(Coordinate labeling data)

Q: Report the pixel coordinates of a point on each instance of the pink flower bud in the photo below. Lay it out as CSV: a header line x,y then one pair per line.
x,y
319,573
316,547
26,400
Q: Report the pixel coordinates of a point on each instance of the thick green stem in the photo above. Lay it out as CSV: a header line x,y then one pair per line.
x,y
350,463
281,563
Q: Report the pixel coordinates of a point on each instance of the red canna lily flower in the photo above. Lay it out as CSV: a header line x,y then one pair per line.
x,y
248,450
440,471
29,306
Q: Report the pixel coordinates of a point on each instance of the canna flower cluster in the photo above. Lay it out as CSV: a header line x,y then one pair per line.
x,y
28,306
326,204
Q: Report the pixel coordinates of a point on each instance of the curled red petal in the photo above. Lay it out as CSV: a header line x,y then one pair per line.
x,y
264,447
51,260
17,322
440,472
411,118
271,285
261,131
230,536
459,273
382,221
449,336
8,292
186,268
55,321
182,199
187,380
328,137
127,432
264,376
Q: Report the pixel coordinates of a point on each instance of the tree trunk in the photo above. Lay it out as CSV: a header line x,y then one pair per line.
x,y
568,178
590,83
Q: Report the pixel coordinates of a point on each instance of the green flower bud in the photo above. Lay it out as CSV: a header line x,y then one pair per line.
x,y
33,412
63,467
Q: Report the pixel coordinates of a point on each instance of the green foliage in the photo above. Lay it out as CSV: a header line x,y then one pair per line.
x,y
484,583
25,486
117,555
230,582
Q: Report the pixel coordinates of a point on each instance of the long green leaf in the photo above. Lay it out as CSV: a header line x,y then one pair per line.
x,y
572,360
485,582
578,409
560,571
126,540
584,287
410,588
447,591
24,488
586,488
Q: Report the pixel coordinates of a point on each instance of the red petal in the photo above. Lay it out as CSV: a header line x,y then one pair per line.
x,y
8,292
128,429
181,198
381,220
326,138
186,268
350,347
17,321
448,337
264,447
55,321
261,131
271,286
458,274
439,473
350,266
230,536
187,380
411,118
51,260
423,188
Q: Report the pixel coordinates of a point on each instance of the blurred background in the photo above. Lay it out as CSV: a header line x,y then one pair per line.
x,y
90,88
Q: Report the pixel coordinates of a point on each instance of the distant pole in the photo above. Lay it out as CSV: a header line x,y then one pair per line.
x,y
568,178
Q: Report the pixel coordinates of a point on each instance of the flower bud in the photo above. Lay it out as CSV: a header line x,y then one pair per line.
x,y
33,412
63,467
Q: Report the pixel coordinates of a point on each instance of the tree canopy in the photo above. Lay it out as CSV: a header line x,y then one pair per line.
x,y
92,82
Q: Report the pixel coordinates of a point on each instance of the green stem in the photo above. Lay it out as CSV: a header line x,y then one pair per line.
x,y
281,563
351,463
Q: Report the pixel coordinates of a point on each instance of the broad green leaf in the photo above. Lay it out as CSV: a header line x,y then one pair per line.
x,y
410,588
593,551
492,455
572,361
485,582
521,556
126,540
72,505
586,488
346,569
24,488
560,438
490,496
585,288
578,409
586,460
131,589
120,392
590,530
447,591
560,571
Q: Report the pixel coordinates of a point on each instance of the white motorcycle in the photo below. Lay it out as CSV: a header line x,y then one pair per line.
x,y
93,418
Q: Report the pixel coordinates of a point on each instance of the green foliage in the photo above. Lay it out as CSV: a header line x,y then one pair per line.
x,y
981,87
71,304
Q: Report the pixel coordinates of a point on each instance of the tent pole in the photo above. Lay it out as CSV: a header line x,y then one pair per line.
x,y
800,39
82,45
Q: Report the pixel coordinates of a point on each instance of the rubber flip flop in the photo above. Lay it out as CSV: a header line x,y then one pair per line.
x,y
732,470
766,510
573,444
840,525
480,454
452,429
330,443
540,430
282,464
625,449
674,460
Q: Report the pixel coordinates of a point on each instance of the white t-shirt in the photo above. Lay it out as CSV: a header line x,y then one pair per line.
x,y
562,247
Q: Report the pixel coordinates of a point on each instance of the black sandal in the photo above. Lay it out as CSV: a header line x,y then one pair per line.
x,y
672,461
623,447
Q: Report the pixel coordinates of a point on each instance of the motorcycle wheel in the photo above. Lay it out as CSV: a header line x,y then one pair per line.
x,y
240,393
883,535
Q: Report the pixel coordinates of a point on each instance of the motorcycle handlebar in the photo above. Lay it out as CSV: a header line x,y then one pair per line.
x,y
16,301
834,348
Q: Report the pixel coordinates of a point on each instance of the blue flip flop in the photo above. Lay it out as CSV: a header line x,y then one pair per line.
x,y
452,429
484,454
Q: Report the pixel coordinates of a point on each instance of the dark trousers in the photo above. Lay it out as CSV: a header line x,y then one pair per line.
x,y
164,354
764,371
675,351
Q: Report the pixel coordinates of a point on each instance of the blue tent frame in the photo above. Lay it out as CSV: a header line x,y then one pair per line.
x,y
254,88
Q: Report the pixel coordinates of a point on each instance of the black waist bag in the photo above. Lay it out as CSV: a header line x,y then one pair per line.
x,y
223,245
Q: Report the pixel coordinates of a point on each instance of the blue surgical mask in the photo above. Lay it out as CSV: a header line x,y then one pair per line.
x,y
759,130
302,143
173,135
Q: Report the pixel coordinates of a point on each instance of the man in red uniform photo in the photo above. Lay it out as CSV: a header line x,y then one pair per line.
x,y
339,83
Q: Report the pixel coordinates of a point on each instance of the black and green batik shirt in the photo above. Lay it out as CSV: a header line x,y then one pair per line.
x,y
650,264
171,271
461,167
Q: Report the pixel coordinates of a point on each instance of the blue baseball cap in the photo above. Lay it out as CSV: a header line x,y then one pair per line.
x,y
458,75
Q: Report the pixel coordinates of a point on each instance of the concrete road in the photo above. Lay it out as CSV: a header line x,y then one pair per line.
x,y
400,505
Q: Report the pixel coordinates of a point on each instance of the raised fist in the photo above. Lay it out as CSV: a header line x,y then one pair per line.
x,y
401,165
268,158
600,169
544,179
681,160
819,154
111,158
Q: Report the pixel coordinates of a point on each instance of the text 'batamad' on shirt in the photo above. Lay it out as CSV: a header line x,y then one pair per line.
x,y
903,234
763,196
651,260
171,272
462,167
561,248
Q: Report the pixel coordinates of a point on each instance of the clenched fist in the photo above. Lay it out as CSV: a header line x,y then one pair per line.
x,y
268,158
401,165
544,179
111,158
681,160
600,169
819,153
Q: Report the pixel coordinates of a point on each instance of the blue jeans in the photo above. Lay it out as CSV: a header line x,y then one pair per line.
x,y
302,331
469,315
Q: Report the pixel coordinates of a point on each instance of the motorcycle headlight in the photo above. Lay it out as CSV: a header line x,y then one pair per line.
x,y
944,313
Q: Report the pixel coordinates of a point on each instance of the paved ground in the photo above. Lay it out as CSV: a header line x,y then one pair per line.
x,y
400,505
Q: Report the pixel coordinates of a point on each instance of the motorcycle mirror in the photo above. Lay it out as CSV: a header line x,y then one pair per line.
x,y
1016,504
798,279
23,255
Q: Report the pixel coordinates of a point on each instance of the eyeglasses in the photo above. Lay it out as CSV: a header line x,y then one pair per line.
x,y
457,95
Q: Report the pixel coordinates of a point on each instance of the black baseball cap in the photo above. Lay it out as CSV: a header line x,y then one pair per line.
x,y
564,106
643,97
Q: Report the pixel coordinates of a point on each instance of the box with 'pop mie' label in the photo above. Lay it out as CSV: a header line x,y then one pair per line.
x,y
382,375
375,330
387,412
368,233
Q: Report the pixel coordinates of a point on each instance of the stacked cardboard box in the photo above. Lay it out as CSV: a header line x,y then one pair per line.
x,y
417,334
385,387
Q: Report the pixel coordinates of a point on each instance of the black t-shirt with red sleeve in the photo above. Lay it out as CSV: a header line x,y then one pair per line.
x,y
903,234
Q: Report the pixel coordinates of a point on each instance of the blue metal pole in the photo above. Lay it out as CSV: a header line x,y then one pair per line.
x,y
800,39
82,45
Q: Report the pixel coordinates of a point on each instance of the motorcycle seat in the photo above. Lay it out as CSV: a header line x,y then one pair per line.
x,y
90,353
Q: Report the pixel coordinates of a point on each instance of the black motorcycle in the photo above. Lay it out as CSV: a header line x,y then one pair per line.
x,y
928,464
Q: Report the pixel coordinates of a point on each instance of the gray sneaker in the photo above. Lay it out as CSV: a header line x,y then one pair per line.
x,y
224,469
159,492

*Exercise brief*. Everything from the line containing "the blue metal" through the final line of the listing, inclusive, must be reproduced exactly; leave out the rest.

*Correct result*.
Q: Report the pixel coordinates of a point on each instance of the blue metal pole in the photo above. Lay it out as CSV: a header line x,y then one pair per line.
x,y
800,39
82,45
Q: Report the pixel coordinates of a point on each instance of the motorcycle seat in the photo above. Lay it out as CSV: a header line x,y then one pair per line.
x,y
90,353
Q: Report the pixel coordinates of a point on each instance of the black motorcycle in the photo above. Lay it out as CSV: a header line x,y then one pair per line.
x,y
928,464
Q: Report the pixel coordinates of a point on each instance of the gray sneaker in the photo above. Lay it out as CSV: a header line x,y then one pair per line.
x,y
224,469
159,492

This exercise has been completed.